Poster
GSM-$\infty$: How Do your LLMs Behave over Infinitely Increasing Reasoning Complexity and Context Length?
Yang Zhou · Hongyi Liu · Zhuoming Chen · Yuandong Tian · Beidi Chen
East Exhibition Hall A-B #E-2901
Do we really need LLMs to have long-context ability? Retrieval Augmented Generation (RAG) is a cheap-to-build alternative that is seemingly powerful for general long-context tasks, while a long context window tends to require big companies millions of dollars to train. In the paper, we discover that on most existing long-context benchmarks, through comprehensive evaluation, RAG is on par or even surpasses the performance of long-context LLMs. However, context-level methods alone are not sufficient for agents that one day will be capable of contributing to frontier scientific discovery. We clearly need a much more difficult long-context benchmark.In the paper, we first develop a mapping between an abstract computation graph and natural language problems. Then, by randomly perturbing the computation graphs' generation, we can map to different natural language math problems. The difficulty of a problem is defined as the number of essential steps required to solve the particular problem. Besides, the computation graph can be extended to include unnecessary nodes. Benefitting from the tight semantic connections to the essential core graph, the added noise is RAG-insolvable. Empirically, we show that the added noise is hard to filter by RAG.By using the generator, we are able to generate a large quantity of problems guaranteed to be correctly labeled with controllable reasoning complexity and context length of the problems. We named the suite of problems generated as GSM-Infinite. We comprehensively evaluate LLMs on GSM-Infinite. We discovered that LLM performance decay follows a sigmoid pattern, alongside other insights revealed from our studies.

★ ★ ★ ★ ★ ★ ★

## Exercise instructions
Decide whether each statement below agrees with the GSM-Infinite abstract. Answer yes or no for each and quote the words of the abstract that settle it.
1. On most existing long-context benchmarks, RAG performs at least as well as long-context LLMs.
2. The difficulty of a problem is defined by the length of its context.
3. The added noise is easy for RAG to filter out.

★ ★ ★ ★ ★ ★ ★

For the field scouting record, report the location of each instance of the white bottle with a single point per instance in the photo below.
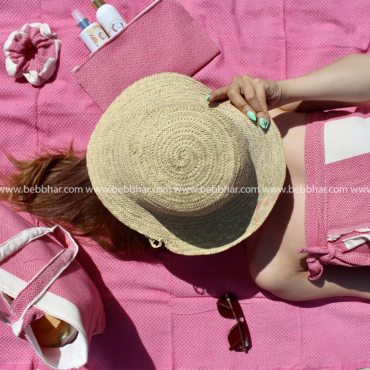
(108, 16)
(92, 35)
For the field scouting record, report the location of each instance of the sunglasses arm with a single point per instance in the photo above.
(239, 323)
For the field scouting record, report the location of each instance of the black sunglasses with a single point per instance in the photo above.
(239, 337)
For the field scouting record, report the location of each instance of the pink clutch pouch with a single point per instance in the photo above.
(162, 38)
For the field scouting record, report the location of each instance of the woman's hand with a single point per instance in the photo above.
(253, 96)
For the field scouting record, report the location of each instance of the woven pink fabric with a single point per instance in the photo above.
(163, 38)
(161, 308)
(337, 199)
(32, 52)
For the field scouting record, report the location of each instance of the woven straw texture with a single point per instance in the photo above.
(162, 139)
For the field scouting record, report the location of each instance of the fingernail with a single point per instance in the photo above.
(251, 115)
(262, 123)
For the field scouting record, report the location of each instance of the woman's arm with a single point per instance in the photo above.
(344, 83)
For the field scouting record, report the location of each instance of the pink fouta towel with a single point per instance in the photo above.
(337, 211)
(162, 38)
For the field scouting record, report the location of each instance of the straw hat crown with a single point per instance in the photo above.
(179, 165)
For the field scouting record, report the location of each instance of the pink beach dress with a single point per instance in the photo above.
(337, 207)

★ ★ ★ ★ ★ ★ ★

## Output for this task
1. Yes: "RAG is on par or even surpasses the performance of long-context LLMs."
2. No: "The difficulty of a problem is defined as the number of essential steps required to solve the particular problem."
3. No: "Empirically, we show that the added noise is hard to filter by RAG."